─── ページ本文

変化が激しく、予測できない未来をたくましく生きてほしい―。今、子どもの創造性を広げる遊び場が増えています。「『ダメ』のない世界」に夢中になることで、心身や脳の発達が促されるといいます。親子で出かけてみませんか?

保育士としても働く講師の小笠原さん=江戸川区のぐちゃぐちゃ遊び親子教室で、池田まみ撮影


絵本の世界観を表現するぐちゃぐちゃ遊び

 「今日はお子さまのやりたいように!遊び方に正解はありません」。4月上旬、江戸川区中葛西で開かれた「ぐちゃぐちゃ遊び親子教室poka poka(ぽかぽか)」で、講師の小笠原菜穂さん(34)が約束事を伝えた。

 この日のテーマは「春/おしゃれなお洋服」。1〜5歳の親子15人が参加し、絵本「わたしのワンピース」を読んで、教室が始まった。物語で、主人公のうさぎは空から落ちてきた白い布でワンピースを作る。お花畑を歩けば花模様に、雨が降ったら水玉模様にー。出版された1969年から変わらず愛されるファンタジー絵本だ。

絵の具を足に塗ってみる佐野琴春ちゃん


 教室では白いコーヒーフィルターを生地に見立て、子どもたちが色付けした。ペンをトントンと動かしてドット柄にする子もいれば、5本いっぺんに持って虹のような線をひく子も。「あっ雨が降ってきたよ」。霧吹きで水をかけると、じわっと色が広がった。おしゃれに描いた生地を壁にぺたぺた。みんなで大きなうさぎのワンピースを仕立て上げた。

「ダメのない世界」で子どもを受け止める 

 参加した佐野琴春(ことは)ちゃん(1)は霧吹きのふたを開けてバシャーッと大雨を降らせるなど、大胆に楽しんだ。母親の陽香さん(35)は、「自分は自分でいいんだと認められる力をつけてほしい。そのためにも『やりたい』を丸ごと受け止めてくれるところがいい」と魅力を語る。

手が汚れるのが苦手だったという堀田汐莉ちゃん(左)。今はこの笑顔


 通い始めたころは、手が汚れるのが苦手だった堀田汐莉(しおり)ちゃん(3)は今でも、周りの子が大胆に遊ぶ姿を見て「いい〜っ」という顔で驚くという。母親の薫さん(34)は「びっくりしながら、自分もやってみたいという気になっているようです。家でされるとやめて!と言いたくなるような遊びを、ここではのびのびとやらせてあげられる」と話す。

──────
─── 元データ

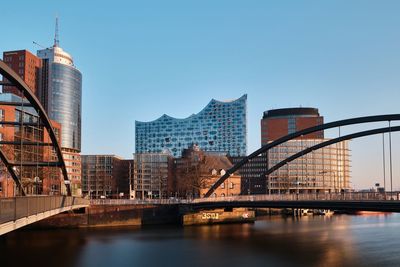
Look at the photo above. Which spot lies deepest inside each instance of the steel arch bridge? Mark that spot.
(13, 79)
(346, 122)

──────

課題 >>
ぐちゃぐちゃ遊び教室を紹介する記事を、最後の段落の後から書き継いでほしい。 上のリストは使わなくてよい。

最終結果 >>
 考案した「日本乳幼児遊び教育協会」(横浜市)の講座で学んだ小笠原さんは、「感じるままに」という言葉に自身が救われたという。「幼いころから周りの人の好き嫌いに合わせてきた。自分の気持ちに従っていいと初めて思えたんです」。2021年に教室を始め、「自分にふたをしなくていいんだよと受け止める場所にしたい」と願う。

自分で混ぜた絵の具で太陽を描いてみた井上一葉ちゃん=中央区のクリップ築地店で、川上智世撮影


4児の父が考案 アートで遊ぶ「クリップ」

 中央区築地では、土粘土や絵の具、木工で遊べる「クリップ築地店」がにぎわっている。運営するのは、書籍販売「明正堂」(荒川区)の木村歳一さん(42)。年長から高校3年生の4児の父親だ。枠からはみ出す力を育んでほしいと、19年に始めた。店名は「クリエイティブ プレイグラウンド(創造力を養う公園)」から付けた。

 遊び方にルールはないが、保護者へ「上手だね」「何を描いたの?」などの言葉は使わないよう呼びかける。木村さんは「大人が理解できるものを描かないといけないという気持ちにさせてしまう。とりあえず試してみるという感覚を大切にしてほしい。大人も子どもをまねして遊んでみると楽しいですよ」と勧める。

楽しむヒントが描かれたルール


 4月上旬、店内のあちこちから、弾んだ声が聞こえてきた。黙々と粘土をこねる江東区の井上一葉(いちは)ちゃん(5)へ「おっ、形が変わったね。さっきはボールみたいだったけど、今度は丸いお皿みたいだね」と声をかける母・美穂さん(42)。

 真剣なまなざしでアクリル板に絵の具のスプレーを重ねる目黒区の今西瑛飛(えいと)ちゃん(5)と凌悠(しのぎ・はるか)ちゃん(4)。母親たちが「虹ができたね」と話しかけると、2人は「宇宙だよね」「違うよ、色とりどりの世界だよ」と笑い合った。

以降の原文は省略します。